━━━ PROVIDED TEXT

# citric acid



## lovevc (Nov 24, 2010)

hii guys

Is there a cheap sourceto buy citric acid in bulk? i just bought a diy co2 system on ebay for my 10g

http://www.ebay.com/itm/271059386143?ssPageName=STRK:MEWNX:IT&_trksid=p3984.m1439.l2649

citric acid seems expensive,,, 

can i just use yeast/sugar on this set up? if i put sugar in bottle A, and yeast in bottle B..can yeast/sugar method produce enough pressure to pull sugar water from bottle A like the citric/soda method? will yeast starve in bottle B? lol


----------



## tom g (Jul 8, 2009)

*diy*

yes if u use the search button on top and type in diy recipes ,or if google it ,i cant remember what the portions are but i use to only use water /yeast and sugar .just can not remember the exact .i moved on to a co2 system.
cheers


----------



## characinfan (Dec 24, 2008)

If you go to Jewish and/or Eastern European grocery stores, you will find it in the cooking section, labelled as "sour salt." It is used in making borscht.


----------



## lovevc (Nov 24, 2010)

characinfan said:


> If you go to Jewish and/or Eastern European grocery stores, you will find it in the cooking section, labelled as "sour salt." It is used in making borscht.

━━━━━━
━━━ COLLECTED MATERIAL

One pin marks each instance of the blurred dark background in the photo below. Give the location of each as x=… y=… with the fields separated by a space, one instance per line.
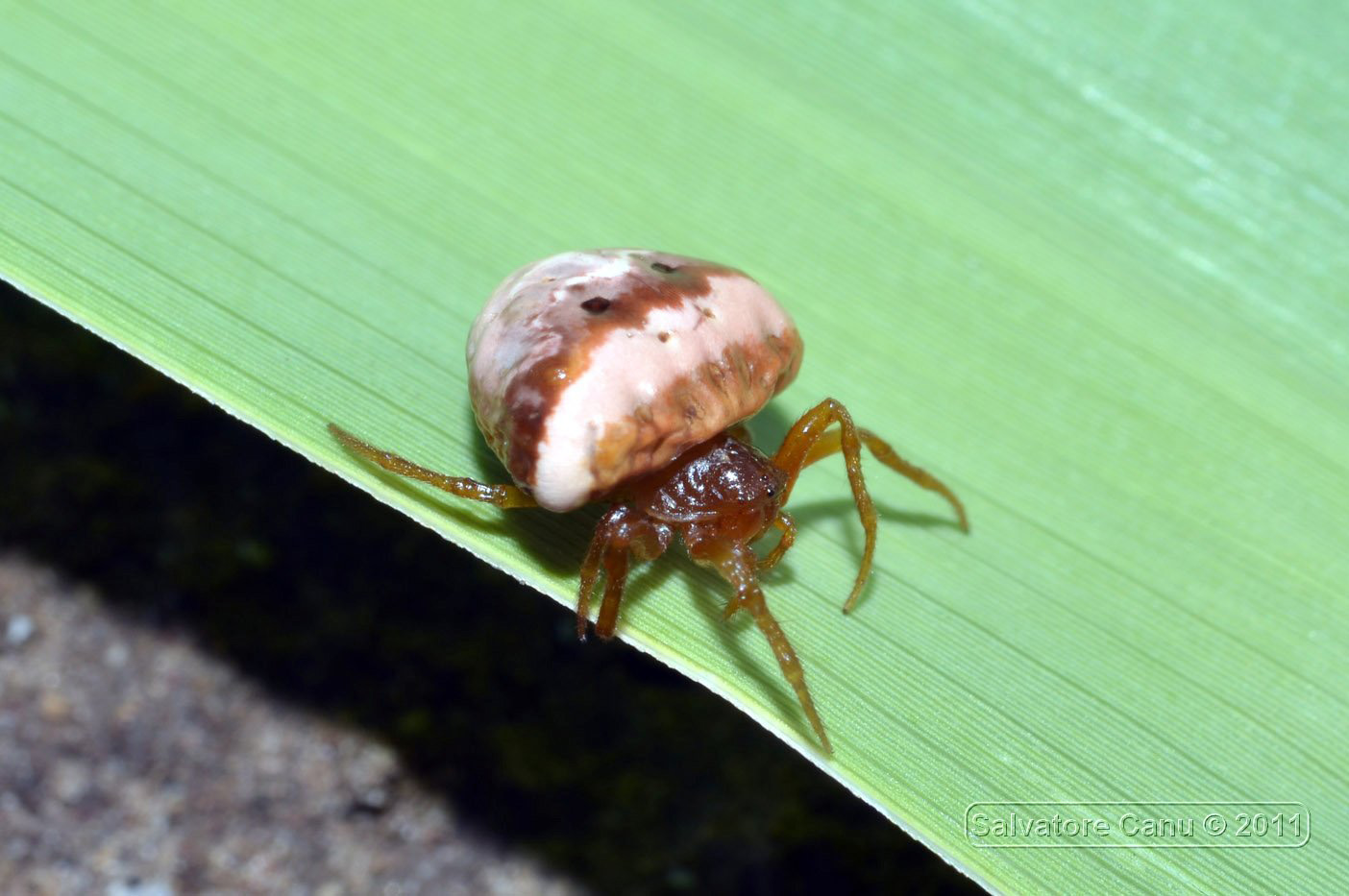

━━━━━━

INSTRUCTIONS:
a – Give every distinct username that appears as a poster in the citric acid forum thread.
b – Write the next part of the citric acid forum thread, picking up after its final line.

RESPONSES PER TASK:
a – lovevc, tom g, characinfan

b –
thx. i hope they're not expensive, from what i heard on chinese forum, 200g of citric acid can last around nearly 1 month with 1bps. i hope the material cost is approx same as yeast/sugar method


----------



## arc (Mar 11, 2010)

http://www.newdirectionsaromatics.ca/citric-acid-anhydrous-uspfcc-p-535.html

powdered form and very cheap. I've used the acid in the past to control ph levels in my tanks but monitoring it was a pain.


----------



## lovevc (Nov 24, 2010)

arc said:


> http://www.newdirectionsaromatics.ca/citric-acid-anhydrous-uspfcc-p-535.html
> 
> powdered form and very cheap. I've used the acid in the past to control ph levels in my tanks but monitoring it was a pain.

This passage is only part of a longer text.